### Task statement
Provide an exact copy of the data, excluding the images.

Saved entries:

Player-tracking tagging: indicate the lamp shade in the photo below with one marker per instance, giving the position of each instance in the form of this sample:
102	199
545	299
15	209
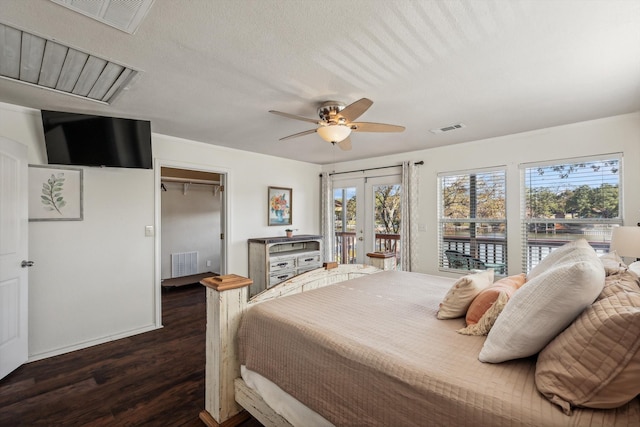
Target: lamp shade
334	133
626	241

### Solution below
Player-tracking tagging: indicate the lamp shade in the photo below with one marker per instance, giving the position of each instance in the form of this sample:
102	199
545	299
15	209
Target: lamp shade
334	133
626	241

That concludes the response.